> Tekstgedeelte
Praktijkvraag

Laatste update: 23 maart 2023

Door:


Bij onze gemeente zijn we bezig met het moderniseren van onze website. We letten hierbij op de vereisten uit de Europese Toegankelijkheidsrichtlijn. We begrepen verder dat deze eisen ook gelden voor onze intranetomgeving. Klopt dit? En zijn er nog nieuwe ontwikkelingen omtrent de toegankelijkheidsrichtlijn waar wij rekening mee moeten houden?
Antwoord in het kort

De regels van de Europese toegankelijkheidsrichtlijn zijn in Nederland geïmplementeerd in het Tijdelijk besluit digitale toegankelijkheid overheid. In dit besluit staat dat, afhankelijk van wanneer een overheidswebsite is gepubliceerd, deze moet voldoen aan twee eisen: er moet een toegankelijkheidsverklaring worden gepubliceerd op de website en de website moet in beginsel voldoen aan de Web Content Accessibility Guidelines 2.1 (WCAG 2.1). Er bestaan uitzonderingen voor specifieke situaties. Een intranet hoeft bijvoorbeeld alleen aan de nieuwe toegankelijkheidseisen te voldoen indien deze na 23 september 2019 is gepubliceerd of wanneer deze ingrijpend wordt aangepast.

De Europese toegankelijkheidsrichtlijn

De Europese Toegankelijkheidsrichtlijn (EU) 2016/2102 is op 22 december 2016 in werking getreden. De richtlijn legt verplichtingen op aan organisaties in de publieke sector betreffende de digitale kanalen die zij gebruiken. Het gaat bijvoorbeeld om de website, mobiele applicaties en interne of externe netwerken van overheidsorganisaties. Deze digitale kanalen moeten net zo goed toegankelijk zijn voor mensen mét handicap als mensen zónder handicap.

Wat staat er in de richtlijn?

De Europese Toegankelijkheidsrichtlijn legt verplichtingen op voor alle lokale en nationale overheden, aanbestedingsplichtige organisaties en samenwerkingsverbanden hiertussen (zie artikel 3 lid 1 Richtlijn). De richtlijn verplicht lidstaten ertoe dat deze overheidsinstanties ‘de noodzakelijke maatregelen nemen om hun websites en mobiele applicaties voor hun gebruikers toegankelijker te maken door ze waarneembaar, bedienbaar, begrijpelijk en robuust te maken’ (artikel 4 Toegankelijkheidsrichtlijn).

Dit betekent dat overheidsinstanties hun websites op zo’n manier moeten inrichten dat deze voor gebruikers zo toegankelijk mogelijk is, met name voor personen met een beperking. Het voldoen aan deze toegankelijkheidseisen moet voor de overheidsorganisatie echter geen onevenredige last vormen (artikel 5 Toegankelijkheidsrichtlijn). Er mag bijvoorbeeld rekening worden gehouden met de omvang en beschikbare middelen van de overheidsorganisatie, en hoe de geraamde kosten van de aanpassingen zich verhouden tot de verwachte voordelen voor personen met een beperking.

> Takenlijst
1 - Neem de vermeldingen opnieuw over, te beginnen bij de regel met "target | person in black coat" en door tot en met het einde van de vermeldingen. Verschuif daarbij elke coördinaat in de antwoorden met -112.
2 - Schrijf alsjeblieft het volgende stuk van de tekst over de Europese toegankelijkheidsrichtlijn af, aansluitend op de laatste zin.

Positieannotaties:
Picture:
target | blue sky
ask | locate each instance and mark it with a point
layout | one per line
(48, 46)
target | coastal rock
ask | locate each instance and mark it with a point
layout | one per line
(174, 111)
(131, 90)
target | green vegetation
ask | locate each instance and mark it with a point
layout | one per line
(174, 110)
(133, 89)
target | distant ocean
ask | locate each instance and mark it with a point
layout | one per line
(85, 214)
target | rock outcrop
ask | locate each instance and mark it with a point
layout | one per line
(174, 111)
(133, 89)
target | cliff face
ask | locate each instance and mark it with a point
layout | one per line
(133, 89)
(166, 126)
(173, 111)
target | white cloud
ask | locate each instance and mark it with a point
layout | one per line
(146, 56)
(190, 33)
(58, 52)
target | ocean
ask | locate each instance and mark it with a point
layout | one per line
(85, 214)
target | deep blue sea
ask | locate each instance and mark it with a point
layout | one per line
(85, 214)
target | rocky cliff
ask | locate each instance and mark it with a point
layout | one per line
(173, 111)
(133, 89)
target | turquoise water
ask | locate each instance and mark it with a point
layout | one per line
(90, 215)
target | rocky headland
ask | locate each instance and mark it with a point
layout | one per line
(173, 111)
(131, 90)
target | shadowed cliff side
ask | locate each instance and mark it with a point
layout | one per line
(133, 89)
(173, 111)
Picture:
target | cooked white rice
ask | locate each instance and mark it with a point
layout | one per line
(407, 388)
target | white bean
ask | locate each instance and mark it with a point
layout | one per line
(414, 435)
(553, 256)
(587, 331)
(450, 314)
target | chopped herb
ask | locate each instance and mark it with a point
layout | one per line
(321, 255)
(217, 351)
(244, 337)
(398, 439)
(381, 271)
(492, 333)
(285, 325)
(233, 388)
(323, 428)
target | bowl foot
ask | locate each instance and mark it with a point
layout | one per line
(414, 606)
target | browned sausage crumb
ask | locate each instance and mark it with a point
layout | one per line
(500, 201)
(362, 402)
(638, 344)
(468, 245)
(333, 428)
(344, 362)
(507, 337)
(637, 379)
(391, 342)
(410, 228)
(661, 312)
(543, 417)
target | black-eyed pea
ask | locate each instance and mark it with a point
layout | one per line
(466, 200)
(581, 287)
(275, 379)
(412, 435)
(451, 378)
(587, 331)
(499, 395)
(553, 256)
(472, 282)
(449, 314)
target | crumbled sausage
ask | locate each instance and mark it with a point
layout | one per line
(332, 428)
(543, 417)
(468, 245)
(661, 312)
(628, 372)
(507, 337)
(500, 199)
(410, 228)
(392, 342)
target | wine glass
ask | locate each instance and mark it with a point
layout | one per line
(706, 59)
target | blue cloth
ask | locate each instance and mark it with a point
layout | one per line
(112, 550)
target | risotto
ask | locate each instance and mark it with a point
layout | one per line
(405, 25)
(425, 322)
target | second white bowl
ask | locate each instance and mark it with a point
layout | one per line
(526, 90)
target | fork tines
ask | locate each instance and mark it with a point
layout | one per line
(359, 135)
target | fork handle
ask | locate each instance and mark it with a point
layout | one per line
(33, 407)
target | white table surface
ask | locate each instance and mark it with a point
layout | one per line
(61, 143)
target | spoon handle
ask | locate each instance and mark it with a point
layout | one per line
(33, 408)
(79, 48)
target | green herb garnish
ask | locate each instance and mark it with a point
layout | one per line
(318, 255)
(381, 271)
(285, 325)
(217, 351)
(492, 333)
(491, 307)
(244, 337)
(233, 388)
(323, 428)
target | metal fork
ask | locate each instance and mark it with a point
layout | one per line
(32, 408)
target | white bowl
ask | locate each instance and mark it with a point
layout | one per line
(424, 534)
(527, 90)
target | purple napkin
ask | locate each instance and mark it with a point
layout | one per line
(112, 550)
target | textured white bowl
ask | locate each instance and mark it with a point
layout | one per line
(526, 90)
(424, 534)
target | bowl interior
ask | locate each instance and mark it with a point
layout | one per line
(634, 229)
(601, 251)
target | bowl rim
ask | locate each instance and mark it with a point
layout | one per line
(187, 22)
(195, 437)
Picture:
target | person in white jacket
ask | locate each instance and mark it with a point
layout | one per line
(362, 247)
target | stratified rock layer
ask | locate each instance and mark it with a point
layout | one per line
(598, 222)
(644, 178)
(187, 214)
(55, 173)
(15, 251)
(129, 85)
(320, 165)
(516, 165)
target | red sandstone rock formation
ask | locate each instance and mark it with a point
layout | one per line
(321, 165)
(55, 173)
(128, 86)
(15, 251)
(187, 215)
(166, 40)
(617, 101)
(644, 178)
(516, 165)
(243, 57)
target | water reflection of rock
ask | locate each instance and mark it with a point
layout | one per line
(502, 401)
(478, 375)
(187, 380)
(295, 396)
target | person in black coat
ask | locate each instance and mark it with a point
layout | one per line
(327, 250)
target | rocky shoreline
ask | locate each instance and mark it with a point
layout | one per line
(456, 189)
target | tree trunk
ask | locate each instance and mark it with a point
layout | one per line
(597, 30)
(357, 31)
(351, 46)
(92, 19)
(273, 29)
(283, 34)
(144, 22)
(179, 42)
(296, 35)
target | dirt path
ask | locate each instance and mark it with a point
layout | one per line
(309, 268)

> Antwoorden oefening
1 -
target | person in black coat
ask | locate each instance and mark it with a point
layout | one per line
(215, 138)
target | rocky shoreline
ask | locate each instance and mark it with a point
layout | one per line
(344, 77)
target | tree trunk
ask | locate each instance and mark it with a point
layout | one per line
(485, -82)
(245, -81)
(239, -66)
(-20, -93)
(161, -83)
(171, -78)
(32, -90)
(67, -70)
(184, -77)
target | dirt path
ask | locate each instance and mark it with a point
layout | one per line
(197, 156)

2 -
Omdat het hier een richtlijn betreft moeten bepaalde verplichtingen nog op nationaal niveau worden uitgewerkt. De richtlijn legt aan de lidstaten de verplichting op om er voor te zorgen dat de overheidsinstanties aan de toegankelijkheidseisen voldoen en om dit ook periodiek te controleren. Dit is in Nederland vastgelegd in het Tijdelijk besluit digitale toegankelijkheid overheid, dat per 1 juli 2018 van kracht is geworden. Dit besluit is op dit moment gebaseerd op artikel 89 van de Grondwet en zal uiteindelijk onder de Wet Digitale Overheid vallen.

Welke websites en mobiele applicaties vallen onder de regels?

In principe moeten alle websites en mobiele applicaties van overheidsinstanties dus aan de toegankelijkheidseisen voldoen. In artikel 2 van het Tijdelijk besluit worden een aantal uitzonderingen genoemd. Een aantal voorbeelden hiervan zijn:

  • Kantoorbestandsformaten, zoals een PDF die op een webpagina is verwerkt, die voor 23 september 2018 zijn gepubliceerd, tenzij dergelijke content nodig is voor actieve administratieve processen met betrekking tot de door de betrokken overheidsinstantie vervulde taken;
  • Live uitgezonden, op tijd gebaseerde media;
  • Content die enkel beschikbaar is voor een gesloten gebruikersgroep, zoals een intranet-omgeving, en die is gepubliceerd voor 23 september 2019, tot de betreffende website ingrijpend wordt herzien;
  • Content van websites en mobiele applicaties die niet noodzakelijk is voor actieve administratieve processen en die niet wordt aangepast na 23 september 2019.

Daarnaast was er sprake van een gefaseerde toepassing van de regels van het Tijdelijk besluit. Afhankelijk van de datum van publicatie dienen websites en mobiele applicaties vanaf verschillende tijdstippen te voldoen aan de voorwaarden die zijn gesteld in het besluit.

  1. Website die zijn gepubliceerd vanaf 23 september 2018 moesten vanaf 23 september 2019 voldoen;
  2. Websites die zijn gepubliceerd vóór 23 september 2018 moesten vanaf 23 september 2020 voldoen; en
  3. Mobiele applicaties moesten vanaf 23 juni 2021 voldoen.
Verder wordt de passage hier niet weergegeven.